* **TEXTE CITÉ**
*-*-*

Political science and visual data mining : Composing and using visual databases for analysis

Section du Groupe de recherche Images du politique, politiques de l’image (IPPI)

Responsables scientifiques :

Philippe Aldrin (Sciences Po Aix / MESOPOLHIS) philippe.aldrin@sciencespo-aix.fr
Julien O’Miel (Université de Lille / CERAPS) julien.o-miel2@univ-lille.fr

 

L’usage des images en sciences sociales connait un nouvel essor grâce à la démocratisation des outils audiovisuels (Gehin ; Giglio-Jacquemot, 2013). De fait, de plus en plus d’enquêtes sociologiques se font au moyen de la photographie (Cuny & al., 2020), du dessin (Nocerino, 2016) ou du film (Durand et Sebag, 2020). Néanmoins, depuis le développement d’une « sociologie visuelle » aux États-Unis (Harper, 2012) ou en France (Naville, 1966), les objets de la sociologie politique demeurent comparativement moins investis à partir des outils de l’approche visuelle (Mattioli, 2007 ; Aldrin & O’Miel, 2023) que les domaines du travail, de la famille ou de l’urbain. Le Groupe de recherche IPPI de l’AFSP propose dans le cadre de sa section de mettre trois enjeux au travail. Tout d’abord, ce que nous avons convenu d’appeler les gisements visuels du politique, c’est-à-dire à la façon dont les images peuvent constituer des sources potentielles pour les politistes. Si les historiens ont de longue date constitué l’image en source pour l’enquête (faute le plus souvent d’accès à d’autres types de sources), les politistes ont pour une grande part ignoré les productions audio-visuelles de leurs enquêté·es faute en partie d’une réflexion sur les enjeux méthodologiques d’une analyse de l’image. Le paradoxe est grand dans une période où l’usage politique de l’image s’intensifie et où le contrôle des moyens de production audiovisuels apparaît central dans le jeu politique. Les institutions produisent en effet des images comme dispositifs de communication politique charriant leur lot de symboles et renvoyant aux pratiques légitimes en démocratie. Néanmoins, les institutions n’ont pas le monopole de la pratique de l’image : tant le détournement d’images institutionnelles (par exemple, les dégradations des affiches de campagnes) que les productions visant à inscrire des messages contestataires dans l’espace public numérique ou urbain (affiches, tracts, tags, mèmes, etc.) démontrent des formes subversives d’usages de l’image.

Ensuite, la section de groupe reviendra sur l’image comme outil de collecte de données, c’est-à-dire sur les façons d’appréhender l’image en situation d’enquête comme un outil de collecte de données. L’usage d’une caméra ou d’un appareil photo conduit le chercheur à réinterroger les implicites de méthodes devenues banales (l’entretien ou l’observation) (Becker, 2001). Il s’agira notamment d’interroger si enquêter visuellement sur le politique produit (ou non) un gain de réflexivité spécifique en s’intéressant tout particulièrement aux enjeux de la relation d’enquête. En outre, la section visera à questionner les objets relevant de la sociologie politique et à la façon dont ils peuvent constituer un défi pour les chercheurs utilisant les images. Car, s’il est admis que la caméra ou l’appareil photo sont pertinents pour observer les interactions (Lallier, 2009), les gestes, l’espace (Desaleux & Martinais, 2011) ou les corps (Hasque, 2014), il apparait plus complexe de rendre compte par l’image de l’abstrait des rapports de force et de domination souvent masqués dans les scènes de vie « ordinaires ». On interrogera ici la façon dont les outils visuels – comme la photo-élicitation (Collier, 1957) – peuvent faire émerger une parole parfois « empêchée » (Bonnet, 2012), en particulier sur des objets sensibles comme le vote (Moualek, 2018) ou les migrations (Marsaud, Dahdah & Roto, 2023).

*-*-*

Pouvez-vous recopier mot pour mot le passage de l'extrait sur l'image en science politique qui commence à « Political science and » et se termine à « de l’image (IPPI) » ?

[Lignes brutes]
*-*-*

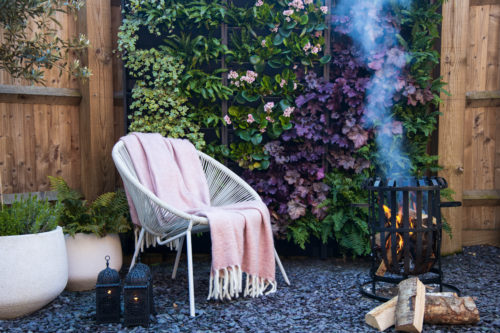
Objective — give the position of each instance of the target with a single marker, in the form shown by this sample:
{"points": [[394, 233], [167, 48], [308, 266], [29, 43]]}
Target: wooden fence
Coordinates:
{"points": [[68, 128], [470, 126]]}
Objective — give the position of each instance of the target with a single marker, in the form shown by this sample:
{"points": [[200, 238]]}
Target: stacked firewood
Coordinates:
{"points": [[413, 306]]}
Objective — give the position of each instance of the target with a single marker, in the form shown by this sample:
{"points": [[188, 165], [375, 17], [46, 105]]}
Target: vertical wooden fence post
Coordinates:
{"points": [[96, 108], [451, 125]]}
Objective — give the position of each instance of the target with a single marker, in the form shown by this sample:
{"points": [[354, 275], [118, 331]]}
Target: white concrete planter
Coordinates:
{"points": [[33, 271], [86, 254]]}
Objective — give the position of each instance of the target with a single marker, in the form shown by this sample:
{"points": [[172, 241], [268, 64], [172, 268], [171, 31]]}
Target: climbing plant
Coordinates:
{"points": [[255, 68]]}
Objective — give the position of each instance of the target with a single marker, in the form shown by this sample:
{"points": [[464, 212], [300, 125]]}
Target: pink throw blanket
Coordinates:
{"points": [[242, 239]]}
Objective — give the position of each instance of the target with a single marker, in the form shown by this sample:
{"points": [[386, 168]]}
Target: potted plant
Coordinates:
{"points": [[34, 265], [91, 232]]}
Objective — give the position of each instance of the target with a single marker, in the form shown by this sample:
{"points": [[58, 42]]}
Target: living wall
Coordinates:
{"points": [[253, 75]]}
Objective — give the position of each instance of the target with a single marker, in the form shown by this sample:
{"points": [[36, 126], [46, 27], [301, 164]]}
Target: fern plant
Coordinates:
{"points": [[349, 224], [29, 216], [108, 213]]}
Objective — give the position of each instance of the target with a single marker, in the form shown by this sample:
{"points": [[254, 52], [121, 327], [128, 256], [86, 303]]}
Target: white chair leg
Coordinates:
{"points": [[138, 246], [190, 272], [178, 257], [278, 261]]}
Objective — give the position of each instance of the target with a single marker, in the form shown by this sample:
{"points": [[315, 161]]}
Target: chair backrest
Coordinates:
{"points": [[156, 216]]}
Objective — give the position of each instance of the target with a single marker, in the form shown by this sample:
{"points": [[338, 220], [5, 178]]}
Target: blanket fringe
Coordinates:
{"points": [[227, 283]]}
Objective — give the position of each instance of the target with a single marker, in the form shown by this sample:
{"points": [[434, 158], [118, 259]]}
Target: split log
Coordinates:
{"points": [[410, 305], [448, 308], [440, 308], [383, 316]]}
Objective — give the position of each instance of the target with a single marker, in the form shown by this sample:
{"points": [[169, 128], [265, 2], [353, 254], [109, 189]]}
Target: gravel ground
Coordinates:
{"points": [[323, 297]]}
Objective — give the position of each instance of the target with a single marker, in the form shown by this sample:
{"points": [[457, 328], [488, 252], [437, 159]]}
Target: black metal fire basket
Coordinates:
{"points": [[406, 228]]}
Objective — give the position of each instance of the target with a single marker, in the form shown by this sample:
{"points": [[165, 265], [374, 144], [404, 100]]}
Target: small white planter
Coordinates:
{"points": [[86, 254], [33, 271]]}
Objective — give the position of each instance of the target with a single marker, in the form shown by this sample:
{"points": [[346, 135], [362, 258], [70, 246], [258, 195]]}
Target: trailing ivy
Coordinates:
{"points": [[303, 142]]}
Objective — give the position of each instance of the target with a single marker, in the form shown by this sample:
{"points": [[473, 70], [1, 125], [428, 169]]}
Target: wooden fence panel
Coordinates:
{"points": [[475, 171], [44, 131]]}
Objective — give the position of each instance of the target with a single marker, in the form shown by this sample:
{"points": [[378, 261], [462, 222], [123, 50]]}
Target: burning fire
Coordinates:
{"points": [[399, 224]]}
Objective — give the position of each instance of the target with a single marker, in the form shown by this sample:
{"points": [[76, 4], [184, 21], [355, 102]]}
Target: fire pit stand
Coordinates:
{"points": [[406, 228]]}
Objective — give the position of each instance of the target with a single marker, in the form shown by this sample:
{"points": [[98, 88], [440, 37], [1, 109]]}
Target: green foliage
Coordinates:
{"points": [[107, 214], [158, 102], [29, 216], [265, 45], [419, 32], [28, 49], [349, 224]]}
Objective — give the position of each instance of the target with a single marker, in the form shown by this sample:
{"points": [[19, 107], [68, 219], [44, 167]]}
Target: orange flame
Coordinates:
{"points": [[399, 219]]}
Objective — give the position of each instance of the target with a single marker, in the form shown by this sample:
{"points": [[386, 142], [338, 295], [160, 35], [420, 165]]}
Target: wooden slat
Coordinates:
{"points": [[451, 125], [477, 99], [481, 198], [480, 127], [96, 109], [484, 2], [481, 237], [39, 95], [9, 198]]}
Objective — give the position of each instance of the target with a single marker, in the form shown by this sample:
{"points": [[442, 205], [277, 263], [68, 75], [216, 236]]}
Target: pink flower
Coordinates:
{"points": [[249, 77], [268, 107], [297, 4], [288, 111], [232, 75]]}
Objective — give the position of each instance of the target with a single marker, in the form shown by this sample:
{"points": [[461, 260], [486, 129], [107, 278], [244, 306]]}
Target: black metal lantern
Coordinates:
{"points": [[108, 290], [147, 271], [136, 298]]}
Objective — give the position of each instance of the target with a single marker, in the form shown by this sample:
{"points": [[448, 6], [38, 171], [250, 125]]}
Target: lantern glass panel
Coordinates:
{"points": [[108, 304], [136, 306]]}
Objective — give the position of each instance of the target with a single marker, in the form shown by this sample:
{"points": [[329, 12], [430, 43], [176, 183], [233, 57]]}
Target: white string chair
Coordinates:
{"points": [[163, 224]]}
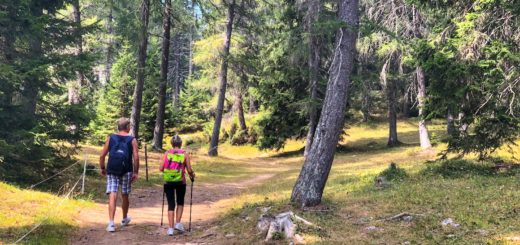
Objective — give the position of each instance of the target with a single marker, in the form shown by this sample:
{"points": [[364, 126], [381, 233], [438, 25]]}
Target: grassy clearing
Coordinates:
{"points": [[485, 203], [20, 210]]}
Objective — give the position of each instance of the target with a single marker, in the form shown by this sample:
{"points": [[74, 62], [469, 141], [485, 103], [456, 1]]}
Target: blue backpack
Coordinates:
{"points": [[120, 155]]}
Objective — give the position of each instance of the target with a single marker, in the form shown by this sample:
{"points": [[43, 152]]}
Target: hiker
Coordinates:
{"points": [[121, 171], [174, 164]]}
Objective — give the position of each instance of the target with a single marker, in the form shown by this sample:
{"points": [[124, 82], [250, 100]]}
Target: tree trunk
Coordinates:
{"points": [[158, 131], [9, 55], [213, 147], [175, 74], [75, 86], [192, 30], [32, 84], [313, 11], [392, 112], [421, 96], [309, 186], [240, 111], [110, 45], [141, 63], [450, 123], [463, 126], [366, 102], [252, 106]]}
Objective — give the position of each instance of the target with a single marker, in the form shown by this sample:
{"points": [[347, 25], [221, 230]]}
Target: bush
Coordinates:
{"points": [[252, 136], [458, 168], [233, 130], [393, 173], [241, 138]]}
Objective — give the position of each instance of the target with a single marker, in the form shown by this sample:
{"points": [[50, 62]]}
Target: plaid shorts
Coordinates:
{"points": [[114, 181]]}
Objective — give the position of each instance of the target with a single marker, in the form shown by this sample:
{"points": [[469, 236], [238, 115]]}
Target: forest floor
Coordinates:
{"points": [[233, 190]]}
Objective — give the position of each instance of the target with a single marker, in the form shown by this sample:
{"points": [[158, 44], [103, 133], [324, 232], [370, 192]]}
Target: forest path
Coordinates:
{"points": [[209, 200], [145, 210]]}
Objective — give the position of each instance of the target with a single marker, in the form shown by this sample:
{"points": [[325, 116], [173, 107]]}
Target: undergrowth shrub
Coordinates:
{"points": [[393, 173]]}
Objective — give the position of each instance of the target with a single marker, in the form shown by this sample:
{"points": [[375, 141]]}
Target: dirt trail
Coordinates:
{"points": [[145, 210]]}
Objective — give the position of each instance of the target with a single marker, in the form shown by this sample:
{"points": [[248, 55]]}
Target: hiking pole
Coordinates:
{"points": [[162, 211], [191, 202]]}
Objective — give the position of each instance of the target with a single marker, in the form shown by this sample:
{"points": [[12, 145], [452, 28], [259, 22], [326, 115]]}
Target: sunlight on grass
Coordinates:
{"points": [[20, 210]]}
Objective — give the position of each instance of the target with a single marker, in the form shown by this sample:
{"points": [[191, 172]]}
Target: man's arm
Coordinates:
{"points": [[102, 157], [188, 167], [161, 167], [135, 155]]}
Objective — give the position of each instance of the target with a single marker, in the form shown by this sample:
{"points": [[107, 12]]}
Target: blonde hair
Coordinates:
{"points": [[123, 123], [176, 141]]}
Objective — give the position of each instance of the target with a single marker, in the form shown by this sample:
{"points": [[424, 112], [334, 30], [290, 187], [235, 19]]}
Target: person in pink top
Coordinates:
{"points": [[174, 164]]}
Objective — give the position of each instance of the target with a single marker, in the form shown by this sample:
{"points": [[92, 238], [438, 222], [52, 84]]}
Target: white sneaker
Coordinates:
{"points": [[111, 227], [170, 232], [179, 227], [126, 221]]}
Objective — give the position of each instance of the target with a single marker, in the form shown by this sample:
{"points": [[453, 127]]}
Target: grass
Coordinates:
{"points": [[485, 203], [21, 210]]}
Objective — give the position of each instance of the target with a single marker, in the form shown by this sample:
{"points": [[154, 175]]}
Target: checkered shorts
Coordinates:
{"points": [[114, 181]]}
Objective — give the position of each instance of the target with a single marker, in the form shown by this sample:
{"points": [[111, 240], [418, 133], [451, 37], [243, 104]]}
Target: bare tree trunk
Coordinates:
{"points": [[240, 110], [161, 105], [252, 106], [110, 45], [421, 96], [313, 11], [213, 147], [366, 102], [141, 63], [450, 122], [75, 86], [192, 30], [463, 126], [9, 55], [31, 85], [175, 74], [309, 186], [392, 113]]}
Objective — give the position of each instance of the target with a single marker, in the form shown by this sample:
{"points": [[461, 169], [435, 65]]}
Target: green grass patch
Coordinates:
{"points": [[21, 210]]}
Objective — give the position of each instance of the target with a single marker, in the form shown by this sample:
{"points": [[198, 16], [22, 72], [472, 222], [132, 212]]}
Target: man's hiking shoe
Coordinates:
{"points": [[111, 227], [126, 221], [179, 227], [170, 231]]}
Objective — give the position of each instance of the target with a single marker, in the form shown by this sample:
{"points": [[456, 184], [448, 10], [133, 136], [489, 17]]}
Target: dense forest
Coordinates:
{"points": [[275, 70]]}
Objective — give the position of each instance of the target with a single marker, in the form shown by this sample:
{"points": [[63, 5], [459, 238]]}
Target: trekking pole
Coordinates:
{"points": [[191, 202], [162, 211]]}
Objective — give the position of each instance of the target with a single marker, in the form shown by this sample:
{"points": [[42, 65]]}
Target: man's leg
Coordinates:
{"points": [[125, 205], [180, 192], [112, 199], [178, 217], [112, 188], [170, 197], [171, 215]]}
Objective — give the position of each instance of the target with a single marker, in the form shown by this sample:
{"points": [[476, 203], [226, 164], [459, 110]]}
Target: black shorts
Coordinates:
{"points": [[175, 192]]}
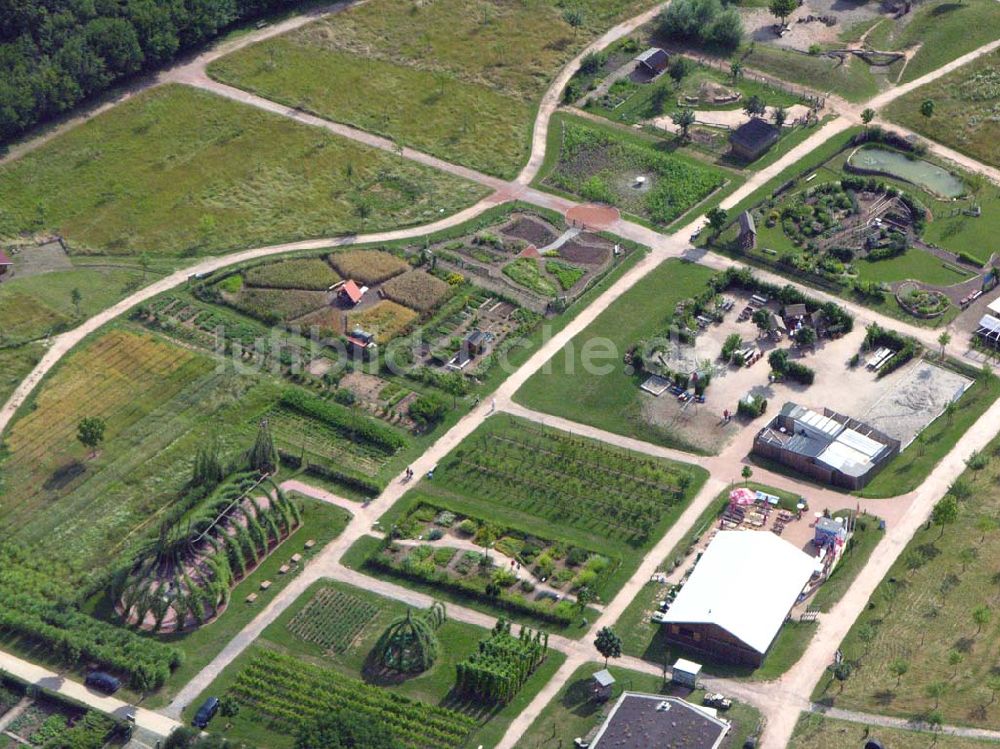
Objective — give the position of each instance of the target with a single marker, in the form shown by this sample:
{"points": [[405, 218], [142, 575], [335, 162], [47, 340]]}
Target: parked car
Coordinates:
{"points": [[716, 700], [206, 712], [102, 682]]}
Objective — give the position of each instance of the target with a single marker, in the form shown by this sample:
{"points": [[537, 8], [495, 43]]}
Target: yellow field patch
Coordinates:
{"points": [[386, 320]]}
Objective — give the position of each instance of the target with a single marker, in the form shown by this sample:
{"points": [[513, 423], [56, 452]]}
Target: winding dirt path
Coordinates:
{"points": [[780, 700]]}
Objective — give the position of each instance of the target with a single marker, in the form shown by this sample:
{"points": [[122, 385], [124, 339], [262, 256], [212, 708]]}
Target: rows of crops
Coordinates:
{"points": [[560, 477], [284, 692], [299, 434], [120, 377], [333, 619]]}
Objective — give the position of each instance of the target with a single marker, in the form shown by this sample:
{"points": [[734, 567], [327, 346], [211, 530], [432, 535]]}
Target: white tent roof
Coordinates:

*-*-*

* **RÉSULTAT ATTENDU**
Political science and visual data mining : Composing and using visual databases for analysis

Section du Groupe de recherche Images du politique, politiques de l’image (IPPI)